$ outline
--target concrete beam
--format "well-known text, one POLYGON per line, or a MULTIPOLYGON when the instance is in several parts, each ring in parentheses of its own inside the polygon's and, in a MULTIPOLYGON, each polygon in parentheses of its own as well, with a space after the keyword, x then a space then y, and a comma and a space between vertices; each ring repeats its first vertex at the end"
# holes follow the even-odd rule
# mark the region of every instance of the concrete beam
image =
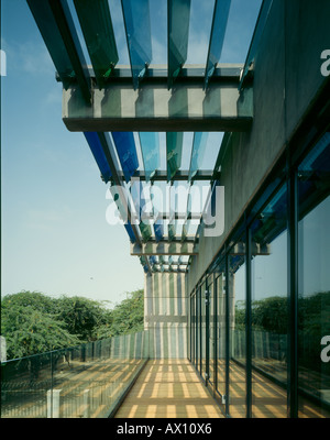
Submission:
POLYGON ((70 131, 248 131, 252 89, 238 90, 239 77, 223 74, 204 90, 204 77, 189 76, 167 88, 167 77, 146 78, 134 90, 130 78, 113 78, 92 90, 86 105, 80 89, 63 90, 63 121, 70 131))
POLYGON ((131 255, 197 255, 197 243, 180 242, 148 242, 143 244, 131 243, 131 255))

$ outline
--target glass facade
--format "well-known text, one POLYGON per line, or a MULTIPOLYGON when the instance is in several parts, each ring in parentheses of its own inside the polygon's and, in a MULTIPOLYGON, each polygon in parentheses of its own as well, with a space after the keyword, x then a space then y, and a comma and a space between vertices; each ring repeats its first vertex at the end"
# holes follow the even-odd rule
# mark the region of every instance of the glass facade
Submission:
POLYGON ((330 417, 330 133, 279 158, 190 297, 228 417, 330 417))

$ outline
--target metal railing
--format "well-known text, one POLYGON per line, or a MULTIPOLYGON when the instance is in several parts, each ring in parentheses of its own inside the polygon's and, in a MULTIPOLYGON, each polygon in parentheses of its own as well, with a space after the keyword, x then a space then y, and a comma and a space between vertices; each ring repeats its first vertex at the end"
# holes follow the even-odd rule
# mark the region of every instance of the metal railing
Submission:
POLYGON ((1 364, 1 418, 111 417, 148 359, 148 332, 1 364))

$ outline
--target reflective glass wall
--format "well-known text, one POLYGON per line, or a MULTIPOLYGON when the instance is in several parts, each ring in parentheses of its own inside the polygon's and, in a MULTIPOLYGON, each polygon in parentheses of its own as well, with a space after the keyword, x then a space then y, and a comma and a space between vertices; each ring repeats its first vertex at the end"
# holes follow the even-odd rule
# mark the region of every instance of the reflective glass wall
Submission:
POLYGON ((330 133, 285 155, 190 298, 223 414, 330 417, 330 133))

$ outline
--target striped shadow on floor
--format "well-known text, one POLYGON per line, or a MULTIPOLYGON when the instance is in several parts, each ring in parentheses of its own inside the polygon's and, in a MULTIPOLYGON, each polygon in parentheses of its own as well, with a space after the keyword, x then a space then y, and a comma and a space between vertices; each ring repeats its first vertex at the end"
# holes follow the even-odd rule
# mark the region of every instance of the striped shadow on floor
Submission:
POLYGON ((188 360, 150 360, 116 418, 223 418, 188 360))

Problem:
Retype all of the material above character for character, leaving the pictures out.

Exercise output:
$ outline
--target concrete beam
--format "well-known text, one POLYGON per line, or a MULTIPOLYGON when the instance is in several parts, each ring in parentheses of its own inside the polygon's and, in a MULTIPOLYGON, each polygon in parentheses of its own as well, with a space after the keyword, x then a space then y, and a comma and a space between vertices; each ring repeats its first vertex at the end"
# holes follow the even-odd rule
# mark the region of every instance of the concrete beam
image =
Submission:
POLYGON ((70 131, 248 131, 252 89, 238 90, 239 77, 223 74, 204 90, 204 77, 189 76, 167 88, 167 77, 146 78, 134 90, 130 78, 113 78, 92 90, 86 105, 80 89, 63 90, 63 121, 70 131))
POLYGON ((131 255, 197 255, 197 243, 180 242, 148 242, 143 244, 131 243, 131 255))

$ outline
--target glass facade
--format "well-known text, one POLYGON per line, or a MULTIPOLYGON when the instance is in several parts, each ring in parentheses of its own inside the polygon's and, in a MULTIPOLYGON, each polygon in parentheses of its own as well, with a space after the keyword, x then a space then y, and a comma and a space between vertices; each ring repeats its first vertex at the end"
# holes follow the even-odd rule
# mark the region of every instance of the glass facade
Submission:
POLYGON ((330 417, 330 133, 279 158, 190 297, 228 417, 330 417))

$ outline
--target metal railing
--format "well-known text, one POLYGON per line, or a MULTIPOLYGON when the instance is in several parts, each ring in parentheses of its own inside the polygon's and, in a MULTIPOLYGON, each polygon in parentheses of its own as well, with a space after the keyword, x then a space then y, and a comma and a space between vertices; each ring repeats its first vertex at the end"
# holes follow the even-odd rule
# mark the region of every instance of the metal railing
Submission:
POLYGON ((1 364, 1 418, 111 417, 148 359, 148 332, 1 364))

$ outline
--target reflective glass wall
--format "well-known text, one POLYGON per line, or a MULTIPOLYGON when the instance is in several parts, each ring in parentheses of its own inside the polygon's and, in a MULTIPOLYGON, each polygon in parentheses of its own as well, with a space after the keyword, x then a space then y, and a comma and a space between vertices; each ring repeats its first vertex at the end"
# holes follow the even-odd rule
# mark the region of every instance of the reflective glass wall
Submission:
POLYGON ((330 133, 285 155, 190 298, 223 414, 330 417, 330 133))

$ outline
--target striped shadow on floor
--format "well-known text, one POLYGON per line, or a MULTIPOLYGON when the instance is in several parts, each ring in parentheses of its own inside the polygon's and, in a MULTIPOLYGON, each polygon in parentheses of its own as well, with a space after the keyword, x then a space then y, and a comma and a space between vertices; each ring repeats its first vertex at the end"
# holes follow the even-odd rule
# mark the region of every instance of the striped shadow on floor
Submission:
POLYGON ((188 360, 150 360, 116 418, 223 418, 188 360))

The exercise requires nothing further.